** start of Document text **

Oddi responded to the summary judgment motions by filing a brief in opposition, an affidavit of Noettl, and excerpts of Noettl's deposition testimony. Oddi did not request an evidentiary hearing or oral argument, nor did he submit anything else in response to Ford's Daubert challenge.
After reviewing Oddi's submissions in opposition to the summary judgment motions, Grumman filed a reply brief in which it argued that Oddi still could not meet his burden of showing that the truck was not crashworthy. Grumman also challenged Oddi's experts under Daubert. Oddi responded by filing a motion to strike Grumman's reply brief claiming that the district court had not granted leave to Grumman to file it. In the alternative, Oddi sought leave to submit opposing affidavits if needed.
On March 31, 1999, the district court entered a Memorandum Opinion in which it ruled that Oddi's experts did not meet Daubert's admissibility standards. Absent the testimony of those experts, Oddi could not establish a prima facie case of liability, and the district court therefore granted summary judgment in favor of Ford and Grumman.
Oddi filed a motion for reconsideration in which his major argument was that the district court should have held a hearing on the Daubert challenge before granting summary judgment. However, the district court disagreed and on September 2, 1999, denied his motion for reconsideration. Oddi then sent a letter to the district court enclosing a copy of our August 2, 1999 decision in Padillas v. Stork-Gamco, Inc., 186 F.3d 412 (3d Cir. 1999). Oddi argued that Padillas required that an evidentiary hearing be held so that he could meet the defendants' Daubert challenges. However, the district court disagreed and issued a supplemental Memorandum Opinion in which it held that Oddi was not entitled to an evidentiary hearing.

** end of Document text **
** start of Recorded information **

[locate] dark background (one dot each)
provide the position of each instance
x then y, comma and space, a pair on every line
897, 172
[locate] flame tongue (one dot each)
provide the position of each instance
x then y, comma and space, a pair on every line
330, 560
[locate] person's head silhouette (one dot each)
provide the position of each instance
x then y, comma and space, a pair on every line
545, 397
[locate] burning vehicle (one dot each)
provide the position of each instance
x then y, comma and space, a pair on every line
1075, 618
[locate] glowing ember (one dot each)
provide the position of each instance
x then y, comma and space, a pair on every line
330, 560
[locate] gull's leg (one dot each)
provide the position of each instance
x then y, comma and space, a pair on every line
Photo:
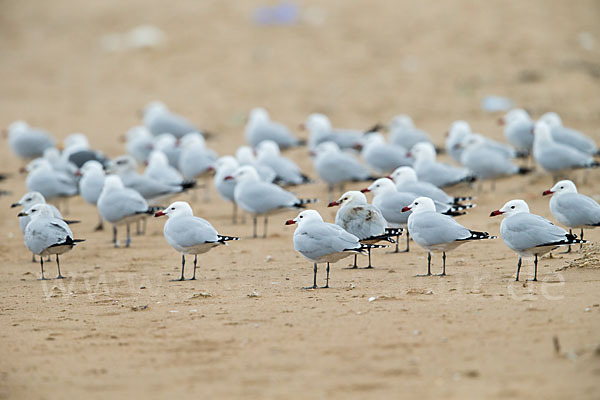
443, 264
43, 278
58, 266
327, 279
195, 262
314, 286
128, 240
182, 269
265, 230
428, 265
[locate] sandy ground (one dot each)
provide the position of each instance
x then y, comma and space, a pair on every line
118, 328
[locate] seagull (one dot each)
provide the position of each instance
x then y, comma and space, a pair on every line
530, 235
262, 198
363, 220
159, 119
46, 235
322, 242
568, 136
224, 167
555, 157
320, 130
28, 142
403, 132
439, 174
189, 234
391, 202
149, 188
381, 156
119, 205
436, 232
572, 209
336, 167
518, 129
260, 127
406, 180
91, 184
288, 173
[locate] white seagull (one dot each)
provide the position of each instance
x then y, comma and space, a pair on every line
530, 235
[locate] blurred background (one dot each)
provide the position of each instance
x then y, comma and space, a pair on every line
91, 66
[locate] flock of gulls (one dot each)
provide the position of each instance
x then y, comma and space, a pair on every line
401, 172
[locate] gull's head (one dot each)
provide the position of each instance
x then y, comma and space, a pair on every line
401, 121
541, 132
511, 208
124, 163
403, 175
423, 151
177, 209
267, 148
561, 187
381, 185
243, 174
420, 204
552, 119
29, 199
304, 217
352, 197
37, 211
317, 123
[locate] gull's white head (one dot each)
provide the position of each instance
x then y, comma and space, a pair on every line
29, 199
552, 119
352, 197
511, 208
562, 187
381, 185
244, 174
404, 175
420, 204
304, 217
177, 209
423, 151
38, 211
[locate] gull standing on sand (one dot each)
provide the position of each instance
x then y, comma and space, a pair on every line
322, 242
436, 232
406, 180
336, 167
28, 142
46, 235
119, 205
568, 136
530, 235
363, 220
260, 127
572, 209
159, 119
91, 184
557, 157
439, 174
288, 173
189, 234
262, 198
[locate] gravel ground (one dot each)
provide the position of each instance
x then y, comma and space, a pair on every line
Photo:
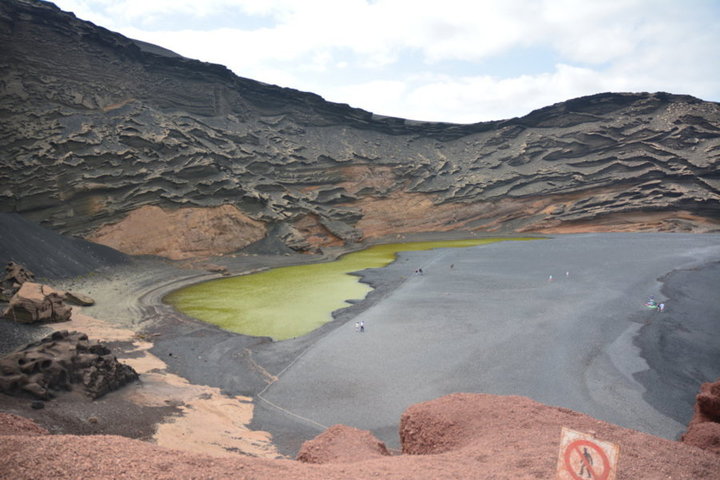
489, 319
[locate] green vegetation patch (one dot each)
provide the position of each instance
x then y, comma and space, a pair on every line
290, 302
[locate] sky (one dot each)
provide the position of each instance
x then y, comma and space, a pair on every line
460, 61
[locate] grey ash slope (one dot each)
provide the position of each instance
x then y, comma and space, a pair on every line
95, 126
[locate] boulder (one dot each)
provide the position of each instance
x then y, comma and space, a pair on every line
76, 298
34, 303
60, 362
15, 276
704, 428
342, 444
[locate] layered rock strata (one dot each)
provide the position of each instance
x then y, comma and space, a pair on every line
97, 128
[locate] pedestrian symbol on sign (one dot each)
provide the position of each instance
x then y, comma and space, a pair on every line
583, 457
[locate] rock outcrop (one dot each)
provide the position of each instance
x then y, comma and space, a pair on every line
61, 362
515, 438
15, 276
704, 428
97, 128
342, 444
36, 303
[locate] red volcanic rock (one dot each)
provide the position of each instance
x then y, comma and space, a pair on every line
37, 303
490, 437
708, 401
13, 425
15, 276
704, 435
342, 444
704, 428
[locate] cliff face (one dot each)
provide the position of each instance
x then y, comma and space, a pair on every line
96, 126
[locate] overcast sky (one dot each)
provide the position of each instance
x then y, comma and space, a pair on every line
458, 61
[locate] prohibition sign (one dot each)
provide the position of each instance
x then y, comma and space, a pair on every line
602, 472
584, 457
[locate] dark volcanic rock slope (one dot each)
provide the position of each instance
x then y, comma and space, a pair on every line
114, 140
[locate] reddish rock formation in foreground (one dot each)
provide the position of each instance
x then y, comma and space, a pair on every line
458, 436
704, 428
342, 444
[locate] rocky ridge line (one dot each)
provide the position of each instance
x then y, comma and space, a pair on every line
97, 126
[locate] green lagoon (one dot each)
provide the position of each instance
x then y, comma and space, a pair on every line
289, 302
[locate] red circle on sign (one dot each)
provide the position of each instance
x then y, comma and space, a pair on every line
575, 446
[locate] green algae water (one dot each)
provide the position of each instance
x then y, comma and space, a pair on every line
292, 301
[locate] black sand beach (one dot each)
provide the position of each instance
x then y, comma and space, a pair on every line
492, 323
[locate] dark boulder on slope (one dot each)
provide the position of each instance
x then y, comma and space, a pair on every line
51, 255
96, 126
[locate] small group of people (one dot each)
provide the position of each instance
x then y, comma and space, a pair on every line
651, 303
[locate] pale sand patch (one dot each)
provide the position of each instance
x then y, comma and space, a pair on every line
209, 422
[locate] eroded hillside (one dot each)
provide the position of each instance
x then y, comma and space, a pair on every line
107, 138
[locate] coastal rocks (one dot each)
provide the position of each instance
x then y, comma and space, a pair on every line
15, 276
61, 362
342, 444
36, 303
704, 428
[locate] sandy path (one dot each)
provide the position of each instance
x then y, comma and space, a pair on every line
209, 422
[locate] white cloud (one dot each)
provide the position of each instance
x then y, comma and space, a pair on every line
385, 55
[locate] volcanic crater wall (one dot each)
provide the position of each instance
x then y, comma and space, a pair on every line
96, 126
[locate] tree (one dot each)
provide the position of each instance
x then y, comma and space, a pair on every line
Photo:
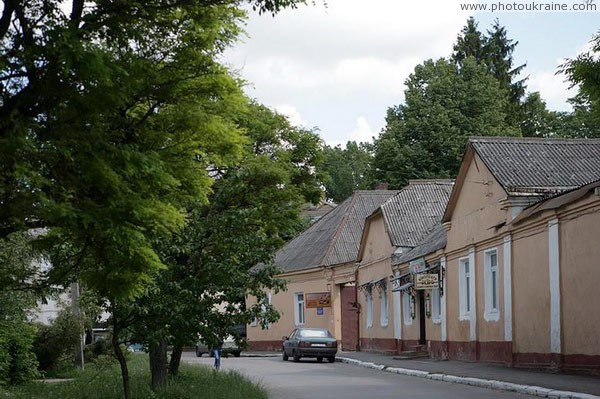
111, 114
346, 169
444, 105
583, 71
494, 51
18, 281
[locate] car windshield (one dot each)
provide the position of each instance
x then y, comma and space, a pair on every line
315, 333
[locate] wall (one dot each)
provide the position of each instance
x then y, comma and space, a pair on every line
375, 266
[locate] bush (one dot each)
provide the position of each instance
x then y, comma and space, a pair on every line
17, 363
54, 344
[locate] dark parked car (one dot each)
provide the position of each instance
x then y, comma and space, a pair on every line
310, 342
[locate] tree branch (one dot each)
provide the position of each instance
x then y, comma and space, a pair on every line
7, 12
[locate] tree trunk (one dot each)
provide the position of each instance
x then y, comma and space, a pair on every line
158, 363
175, 360
121, 359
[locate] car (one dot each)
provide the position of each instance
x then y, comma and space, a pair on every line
310, 342
229, 347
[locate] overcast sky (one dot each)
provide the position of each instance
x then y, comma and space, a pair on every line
339, 67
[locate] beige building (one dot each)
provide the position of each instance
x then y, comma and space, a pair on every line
517, 264
503, 273
320, 269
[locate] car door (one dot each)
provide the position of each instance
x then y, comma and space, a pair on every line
288, 343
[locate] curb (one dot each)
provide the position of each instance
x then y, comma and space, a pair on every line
477, 382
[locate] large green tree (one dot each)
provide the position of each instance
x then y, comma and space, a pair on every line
494, 50
111, 115
583, 72
444, 104
253, 210
346, 169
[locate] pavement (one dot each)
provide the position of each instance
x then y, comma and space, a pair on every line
530, 382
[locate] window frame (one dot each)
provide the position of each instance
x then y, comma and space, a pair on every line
299, 313
370, 307
384, 313
465, 274
491, 285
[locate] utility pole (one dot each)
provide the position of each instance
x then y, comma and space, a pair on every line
79, 362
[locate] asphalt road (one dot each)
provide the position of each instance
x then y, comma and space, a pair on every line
311, 380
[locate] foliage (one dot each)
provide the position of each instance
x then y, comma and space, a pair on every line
444, 105
494, 51
102, 382
17, 279
346, 169
54, 344
583, 71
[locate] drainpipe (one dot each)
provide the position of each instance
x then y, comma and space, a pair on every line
357, 310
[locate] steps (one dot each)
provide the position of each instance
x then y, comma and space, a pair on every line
413, 352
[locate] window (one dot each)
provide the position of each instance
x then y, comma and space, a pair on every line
464, 287
436, 306
384, 307
408, 307
299, 308
492, 295
369, 307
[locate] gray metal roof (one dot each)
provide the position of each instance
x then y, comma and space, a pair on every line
335, 238
556, 201
434, 240
530, 165
413, 212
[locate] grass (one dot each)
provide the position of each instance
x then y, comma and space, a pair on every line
103, 381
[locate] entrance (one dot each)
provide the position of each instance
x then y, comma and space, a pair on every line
349, 318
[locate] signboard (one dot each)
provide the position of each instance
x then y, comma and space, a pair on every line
417, 266
426, 281
318, 300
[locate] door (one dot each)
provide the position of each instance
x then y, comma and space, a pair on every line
349, 318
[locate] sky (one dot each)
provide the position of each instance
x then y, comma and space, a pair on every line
337, 67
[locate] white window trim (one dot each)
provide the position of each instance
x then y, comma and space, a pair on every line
370, 307
407, 308
384, 314
297, 302
464, 288
490, 313
436, 306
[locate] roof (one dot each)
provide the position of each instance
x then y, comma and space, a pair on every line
539, 165
412, 213
556, 202
434, 240
531, 166
334, 238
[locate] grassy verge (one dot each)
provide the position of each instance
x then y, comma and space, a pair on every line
104, 382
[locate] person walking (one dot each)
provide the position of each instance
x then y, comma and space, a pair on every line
217, 354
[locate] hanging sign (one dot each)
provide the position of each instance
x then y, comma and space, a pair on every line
427, 281
318, 300
417, 266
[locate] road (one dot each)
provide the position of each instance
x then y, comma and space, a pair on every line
311, 380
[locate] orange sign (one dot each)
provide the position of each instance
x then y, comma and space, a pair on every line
318, 300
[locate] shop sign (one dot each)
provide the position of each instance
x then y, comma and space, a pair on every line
318, 300
427, 281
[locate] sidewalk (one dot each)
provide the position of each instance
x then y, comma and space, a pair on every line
545, 385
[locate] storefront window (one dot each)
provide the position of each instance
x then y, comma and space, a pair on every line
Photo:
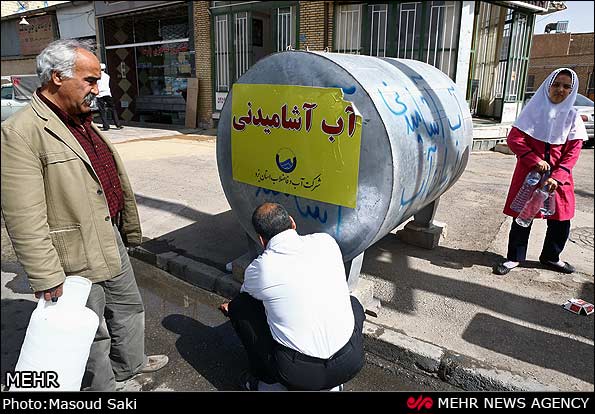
163, 71
150, 59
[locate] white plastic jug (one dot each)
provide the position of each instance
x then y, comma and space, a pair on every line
59, 337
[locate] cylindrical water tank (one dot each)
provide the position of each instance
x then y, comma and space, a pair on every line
415, 141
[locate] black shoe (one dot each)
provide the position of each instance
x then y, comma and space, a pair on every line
500, 269
248, 382
567, 268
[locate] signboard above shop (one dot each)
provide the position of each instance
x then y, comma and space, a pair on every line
36, 35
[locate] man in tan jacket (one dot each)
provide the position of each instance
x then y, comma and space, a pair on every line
69, 209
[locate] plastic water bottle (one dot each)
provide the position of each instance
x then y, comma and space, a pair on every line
526, 190
549, 205
59, 337
532, 207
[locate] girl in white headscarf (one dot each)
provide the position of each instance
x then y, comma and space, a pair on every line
547, 137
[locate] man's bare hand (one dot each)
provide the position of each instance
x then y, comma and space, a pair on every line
224, 308
51, 294
542, 166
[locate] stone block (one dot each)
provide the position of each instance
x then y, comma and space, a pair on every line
426, 237
239, 265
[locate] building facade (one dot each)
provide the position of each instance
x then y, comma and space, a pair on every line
554, 50
174, 62
28, 27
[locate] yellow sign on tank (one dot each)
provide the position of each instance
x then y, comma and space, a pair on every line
297, 140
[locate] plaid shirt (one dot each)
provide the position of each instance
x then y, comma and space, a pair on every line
98, 152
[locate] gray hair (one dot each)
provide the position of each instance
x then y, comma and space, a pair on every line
59, 56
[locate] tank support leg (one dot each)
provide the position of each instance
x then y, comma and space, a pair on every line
352, 271
423, 230
362, 289
425, 216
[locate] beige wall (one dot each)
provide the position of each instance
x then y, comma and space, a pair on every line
553, 50
18, 66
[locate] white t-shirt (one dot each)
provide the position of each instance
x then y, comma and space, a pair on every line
301, 282
103, 85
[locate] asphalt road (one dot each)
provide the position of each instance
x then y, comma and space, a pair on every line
183, 322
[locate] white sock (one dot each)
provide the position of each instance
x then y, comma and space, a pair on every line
511, 265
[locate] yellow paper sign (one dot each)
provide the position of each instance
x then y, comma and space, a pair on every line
297, 140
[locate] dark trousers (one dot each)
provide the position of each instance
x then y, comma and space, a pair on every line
555, 240
105, 104
272, 362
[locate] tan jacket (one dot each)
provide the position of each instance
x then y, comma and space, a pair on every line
55, 212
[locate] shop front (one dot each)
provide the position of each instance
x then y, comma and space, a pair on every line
150, 58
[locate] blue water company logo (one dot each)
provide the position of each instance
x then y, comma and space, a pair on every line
286, 160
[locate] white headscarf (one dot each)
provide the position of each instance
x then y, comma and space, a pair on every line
549, 122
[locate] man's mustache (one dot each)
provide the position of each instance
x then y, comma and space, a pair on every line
89, 98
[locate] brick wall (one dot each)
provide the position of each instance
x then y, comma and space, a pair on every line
202, 46
315, 17
572, 50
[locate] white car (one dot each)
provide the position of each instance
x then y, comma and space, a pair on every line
10, 105
585, 107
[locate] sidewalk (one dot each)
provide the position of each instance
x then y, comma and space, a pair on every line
443, 311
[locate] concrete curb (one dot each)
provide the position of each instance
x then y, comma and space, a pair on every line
385, 343
191, 271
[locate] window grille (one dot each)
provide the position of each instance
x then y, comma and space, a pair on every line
348, 31
222, 53
442, 38
241, 43
285, 29
408, 30
378, 15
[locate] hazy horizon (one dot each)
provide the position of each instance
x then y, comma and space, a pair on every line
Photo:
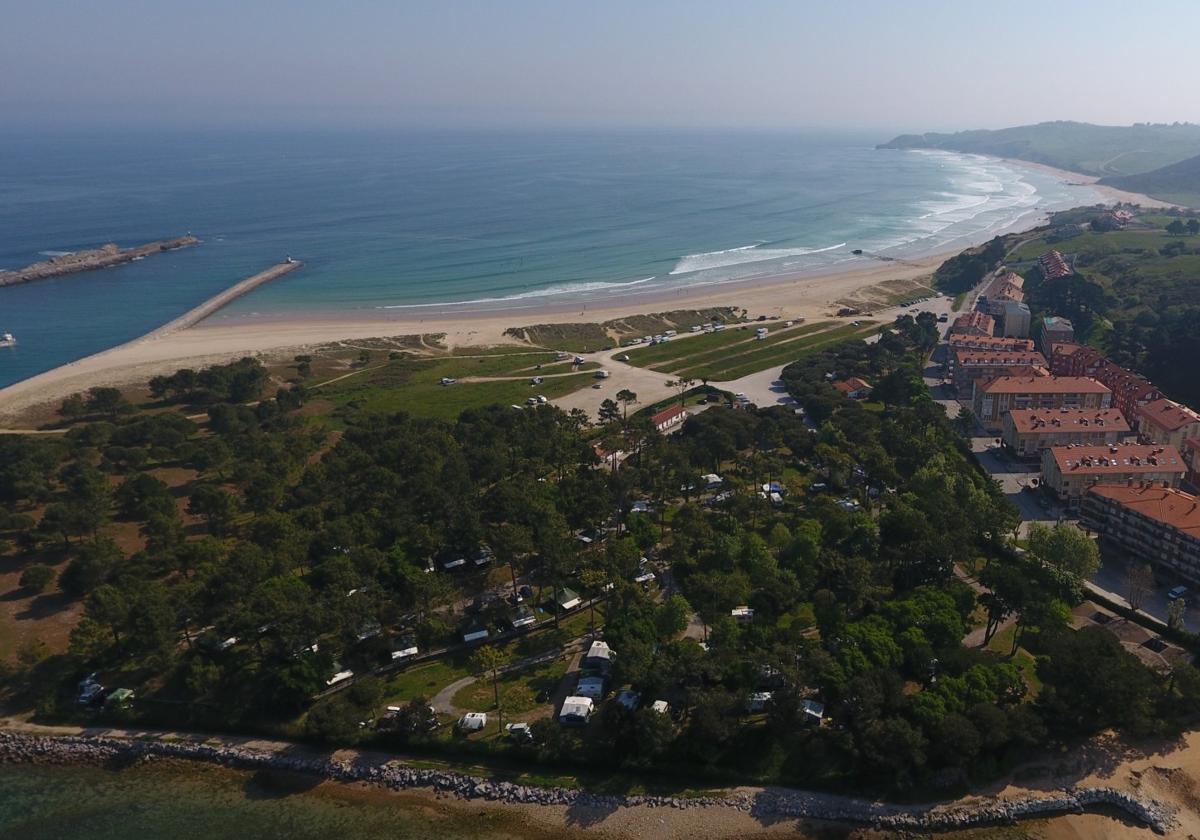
533, 64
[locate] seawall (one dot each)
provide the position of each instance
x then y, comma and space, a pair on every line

** end of Recorded information **

- _Task to carry out_
Reproduce word for word the stretch of the court opinion text from "After reviewing Oddi's" through "Ford and Grumman.".

- _Exercise solution_
After reviewing Oddi's submissions in opposition to the summary judgment motions, Grumman filed a reply brief in which it argued that Oddi still could not meet his burden of showing that the truck was not crashworthy. Grumman also challenged Oddi's experts under Daubert. Oddi responded by filing a motion to strike Grumman's reply brief claiming that the district court had not granted leave to Grumman to file it. In the alternative, Oddi sought leave to submit opposing affidavits if needed.
On March 31, 1999, the district court entered a Memorandum Opinion in which it ruled that Oddi's experts did not meet Daubert's admissibility standards. Absent the testimony of those experts, Oddi could not establish a prima facie case of liability, and the district court therefore granted summary judgment in favor of Ford and Grumman.